* _Your objective_:
Write out only the lines from the start of the entries up to and including the line with "Then point out every instance of the car side window"; please skip the pictures.
-- Data records follows --
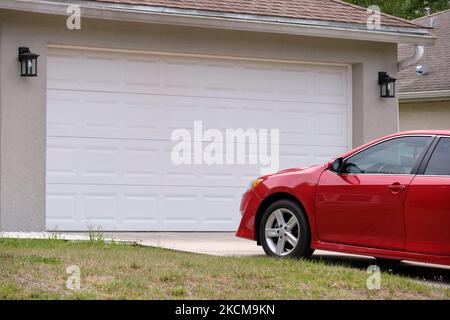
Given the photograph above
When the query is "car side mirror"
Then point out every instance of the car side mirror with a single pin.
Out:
(338, 165)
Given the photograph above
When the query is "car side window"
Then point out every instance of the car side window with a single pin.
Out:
(395, 156)
(439, 163)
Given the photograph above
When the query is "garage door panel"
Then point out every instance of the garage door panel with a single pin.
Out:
(79, 207)
(171, 75)
(106, 115)
(131, 162)
(110, 117)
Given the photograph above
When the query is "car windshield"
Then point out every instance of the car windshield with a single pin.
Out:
(395, 156)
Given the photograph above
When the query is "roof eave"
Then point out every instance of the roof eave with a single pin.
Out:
(422, 96)
(219, 20)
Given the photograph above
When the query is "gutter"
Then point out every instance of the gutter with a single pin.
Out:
(222, 20)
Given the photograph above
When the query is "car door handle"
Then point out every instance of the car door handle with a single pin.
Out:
(396, 187)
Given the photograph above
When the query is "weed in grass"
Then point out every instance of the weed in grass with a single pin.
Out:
(95, 236)
(41, 259)
(171, 276)
(8, 290)
(178, 292)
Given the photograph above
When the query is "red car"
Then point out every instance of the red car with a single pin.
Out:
(389, 199)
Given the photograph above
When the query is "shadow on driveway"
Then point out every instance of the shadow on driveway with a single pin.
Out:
(422, 272)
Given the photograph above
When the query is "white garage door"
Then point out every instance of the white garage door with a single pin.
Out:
(110, 116)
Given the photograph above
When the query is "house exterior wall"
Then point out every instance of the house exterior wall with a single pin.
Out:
(425, 115)
(23, 101)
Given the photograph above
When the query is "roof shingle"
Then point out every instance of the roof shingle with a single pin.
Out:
(436, 58)
(322, 10)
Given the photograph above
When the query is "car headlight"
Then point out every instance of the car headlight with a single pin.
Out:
(254, 183)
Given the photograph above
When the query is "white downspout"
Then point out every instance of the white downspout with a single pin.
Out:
(419, 50)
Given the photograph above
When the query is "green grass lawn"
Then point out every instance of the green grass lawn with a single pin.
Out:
(36, 269)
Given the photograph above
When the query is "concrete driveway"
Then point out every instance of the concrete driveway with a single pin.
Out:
(227, 244)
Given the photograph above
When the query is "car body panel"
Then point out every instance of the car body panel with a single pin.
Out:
(427, 215)
(361, 210)
(414, 222)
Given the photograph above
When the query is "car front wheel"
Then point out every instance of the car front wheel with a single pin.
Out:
(285, 231)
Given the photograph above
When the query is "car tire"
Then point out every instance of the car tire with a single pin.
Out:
(282, 223)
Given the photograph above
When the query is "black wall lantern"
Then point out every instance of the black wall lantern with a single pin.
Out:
(28, 62)
(387, 85)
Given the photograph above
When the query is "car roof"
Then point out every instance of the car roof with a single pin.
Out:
(398, 134)
(432, 132)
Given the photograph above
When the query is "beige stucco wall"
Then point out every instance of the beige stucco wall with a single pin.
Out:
(425, 115)
(23, 101)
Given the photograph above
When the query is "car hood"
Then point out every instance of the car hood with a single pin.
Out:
(291, 170)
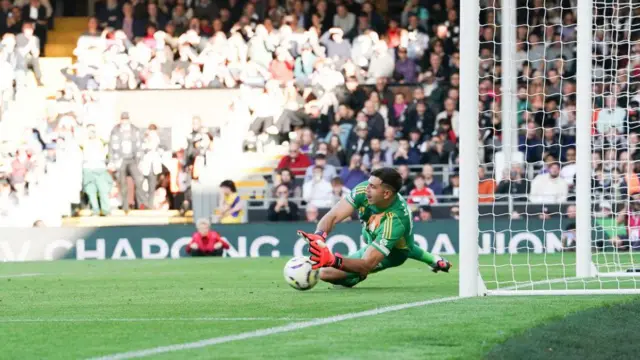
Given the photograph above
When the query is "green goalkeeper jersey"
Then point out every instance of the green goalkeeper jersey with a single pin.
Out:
(385, 229)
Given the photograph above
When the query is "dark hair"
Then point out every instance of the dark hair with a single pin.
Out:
(390, 177)
(229, 184)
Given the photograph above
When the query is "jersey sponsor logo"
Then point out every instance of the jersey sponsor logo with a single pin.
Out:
(374, 221)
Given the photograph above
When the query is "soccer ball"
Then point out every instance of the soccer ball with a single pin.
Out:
(299, 274)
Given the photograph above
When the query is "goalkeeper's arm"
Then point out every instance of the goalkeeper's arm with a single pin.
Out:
(339, 212)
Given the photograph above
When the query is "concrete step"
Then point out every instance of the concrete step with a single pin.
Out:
(71, 24)
(59, 50)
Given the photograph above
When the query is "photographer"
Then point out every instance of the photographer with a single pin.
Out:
(206, 242)
(513, 183)
(283, 209)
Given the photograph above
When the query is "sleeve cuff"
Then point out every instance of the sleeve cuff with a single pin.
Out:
(381, 248)
(350, 200)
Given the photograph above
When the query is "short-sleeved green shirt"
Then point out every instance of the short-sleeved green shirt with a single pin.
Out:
(385, 229)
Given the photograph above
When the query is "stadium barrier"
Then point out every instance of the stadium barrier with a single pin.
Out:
(260, 239)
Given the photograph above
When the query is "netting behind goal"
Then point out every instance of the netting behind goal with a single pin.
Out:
(529, 129)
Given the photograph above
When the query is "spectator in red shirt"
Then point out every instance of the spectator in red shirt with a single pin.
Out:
(421, 194)
(206, 242)
(296, 161)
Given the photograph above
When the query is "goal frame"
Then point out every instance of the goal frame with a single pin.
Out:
(470, 280)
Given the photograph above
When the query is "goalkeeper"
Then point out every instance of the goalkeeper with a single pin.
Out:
(387, 230)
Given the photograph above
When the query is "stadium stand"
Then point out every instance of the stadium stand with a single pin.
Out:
(356, 84)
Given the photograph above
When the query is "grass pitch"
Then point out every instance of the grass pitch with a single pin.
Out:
(76, 310)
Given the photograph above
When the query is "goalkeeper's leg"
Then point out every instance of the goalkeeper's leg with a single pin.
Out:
(436, 262)
(348, 279)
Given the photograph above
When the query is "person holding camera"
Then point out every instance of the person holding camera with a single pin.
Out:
(355, 173)
(206, 242)
(512, 183)
(283, 209)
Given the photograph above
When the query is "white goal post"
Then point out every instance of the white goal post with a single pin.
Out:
(594, 263)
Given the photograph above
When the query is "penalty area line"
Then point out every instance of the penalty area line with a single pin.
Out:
(11, 276)
(203, 319)
(271, 331)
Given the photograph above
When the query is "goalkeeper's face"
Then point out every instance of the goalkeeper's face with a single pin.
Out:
(377, 192)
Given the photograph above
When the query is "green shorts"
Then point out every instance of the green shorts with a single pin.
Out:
(395, 258)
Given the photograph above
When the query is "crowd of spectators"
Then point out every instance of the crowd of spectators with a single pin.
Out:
(349, 90)
(23, 34)
(75, 160)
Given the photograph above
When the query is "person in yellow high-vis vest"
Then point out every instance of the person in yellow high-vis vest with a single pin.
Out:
(231, 210)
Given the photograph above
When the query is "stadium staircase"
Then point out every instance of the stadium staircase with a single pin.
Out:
(62, 40)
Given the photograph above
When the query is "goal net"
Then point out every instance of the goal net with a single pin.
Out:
(554, 162)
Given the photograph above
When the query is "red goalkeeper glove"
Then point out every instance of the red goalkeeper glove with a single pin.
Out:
(320, 253)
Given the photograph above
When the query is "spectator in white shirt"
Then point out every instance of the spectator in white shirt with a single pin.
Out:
(343, 19)
(449, 114)
(549, 188)
(321, 161)
(611, 117)
(569, 169)
(318, 191)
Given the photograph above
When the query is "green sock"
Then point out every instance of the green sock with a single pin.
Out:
(416, 253)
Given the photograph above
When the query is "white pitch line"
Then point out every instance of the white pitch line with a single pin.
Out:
(9, 276)
(270, 331)
(72, 320)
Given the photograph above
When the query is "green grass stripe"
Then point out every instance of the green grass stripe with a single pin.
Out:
(609, 331)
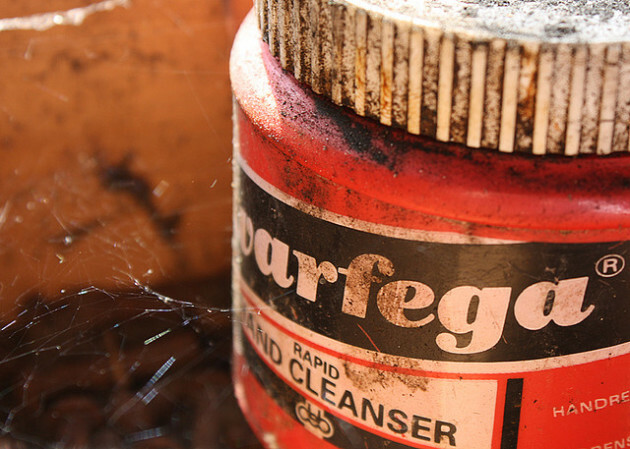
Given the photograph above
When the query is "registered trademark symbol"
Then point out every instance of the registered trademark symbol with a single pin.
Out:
(610, 265)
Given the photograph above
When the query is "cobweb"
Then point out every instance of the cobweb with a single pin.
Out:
(114, 225)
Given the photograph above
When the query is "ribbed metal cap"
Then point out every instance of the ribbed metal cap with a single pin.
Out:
(532, 76)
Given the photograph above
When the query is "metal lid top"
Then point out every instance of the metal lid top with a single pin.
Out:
(572, 21)
(531, 76)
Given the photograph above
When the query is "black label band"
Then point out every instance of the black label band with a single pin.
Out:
(430, 300)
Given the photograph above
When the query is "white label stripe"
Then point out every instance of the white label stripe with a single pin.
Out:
(320, 404)
(418, 399)
(437, 369)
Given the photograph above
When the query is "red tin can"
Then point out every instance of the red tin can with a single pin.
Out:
(455, 275)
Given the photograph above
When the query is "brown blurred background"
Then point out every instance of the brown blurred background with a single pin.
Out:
(115, 172)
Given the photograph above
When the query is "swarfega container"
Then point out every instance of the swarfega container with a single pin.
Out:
(453, 276)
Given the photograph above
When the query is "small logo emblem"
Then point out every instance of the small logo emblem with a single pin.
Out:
(314, 419)
(610, 265)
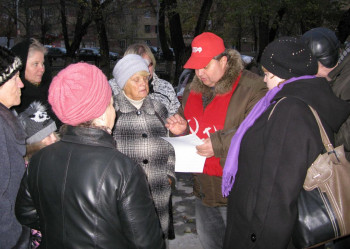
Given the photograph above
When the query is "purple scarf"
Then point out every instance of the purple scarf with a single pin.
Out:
(231, 165)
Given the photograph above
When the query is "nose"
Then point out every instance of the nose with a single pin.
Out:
(199, 72)
(20, 83)
(144, 81)
(42, 67)
(53, 138)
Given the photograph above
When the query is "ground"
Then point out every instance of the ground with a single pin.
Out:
(184, 216)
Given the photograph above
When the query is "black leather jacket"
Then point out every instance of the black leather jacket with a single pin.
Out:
(82, 193)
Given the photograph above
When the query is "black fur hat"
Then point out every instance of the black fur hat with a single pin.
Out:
(9, 65)
(289, 57)
(324, 45)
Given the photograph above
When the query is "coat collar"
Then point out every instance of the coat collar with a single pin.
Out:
(123, 105)
(12, 121)
(87, 136)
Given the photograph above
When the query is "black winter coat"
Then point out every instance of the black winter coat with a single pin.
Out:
(274, 157)
(82, 193)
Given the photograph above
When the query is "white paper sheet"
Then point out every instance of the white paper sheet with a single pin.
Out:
(186, 157)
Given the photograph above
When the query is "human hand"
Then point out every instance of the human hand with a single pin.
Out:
(205, 149)
(176, 124)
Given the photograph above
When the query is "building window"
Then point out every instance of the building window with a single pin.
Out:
(122, 44)
(48, 12)
(147, 14)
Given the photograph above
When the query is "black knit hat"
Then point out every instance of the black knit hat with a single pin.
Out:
(324, 45)
(289, 57)
(9, 65)
(36, 122)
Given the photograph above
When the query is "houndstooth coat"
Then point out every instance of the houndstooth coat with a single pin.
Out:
(137, 134)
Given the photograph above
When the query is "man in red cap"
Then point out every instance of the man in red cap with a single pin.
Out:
(215, 103)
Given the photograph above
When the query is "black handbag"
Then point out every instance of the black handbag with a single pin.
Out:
(324, 202)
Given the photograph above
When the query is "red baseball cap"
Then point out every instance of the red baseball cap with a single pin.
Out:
(204, 48)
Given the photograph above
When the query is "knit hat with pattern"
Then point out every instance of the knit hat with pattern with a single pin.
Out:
(127, 67)
(9, 65)
(289, 57)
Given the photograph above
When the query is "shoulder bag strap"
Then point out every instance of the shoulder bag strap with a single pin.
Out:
(325, 140)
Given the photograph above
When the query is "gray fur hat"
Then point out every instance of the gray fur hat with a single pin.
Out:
(36, 122)
(127, 67)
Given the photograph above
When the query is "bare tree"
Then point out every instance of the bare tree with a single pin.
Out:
(99, 19)
(182, 53)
-- Data records concluded --
* _Answer_:
Given the photograph above
When the query is "car side mirror"
Then point out every instance of the car side mirror with a single pin.
Out:
(338, 165)
Given the photograph above
When the query is "car side window"
Then point out every instance of the car side window with a single pin.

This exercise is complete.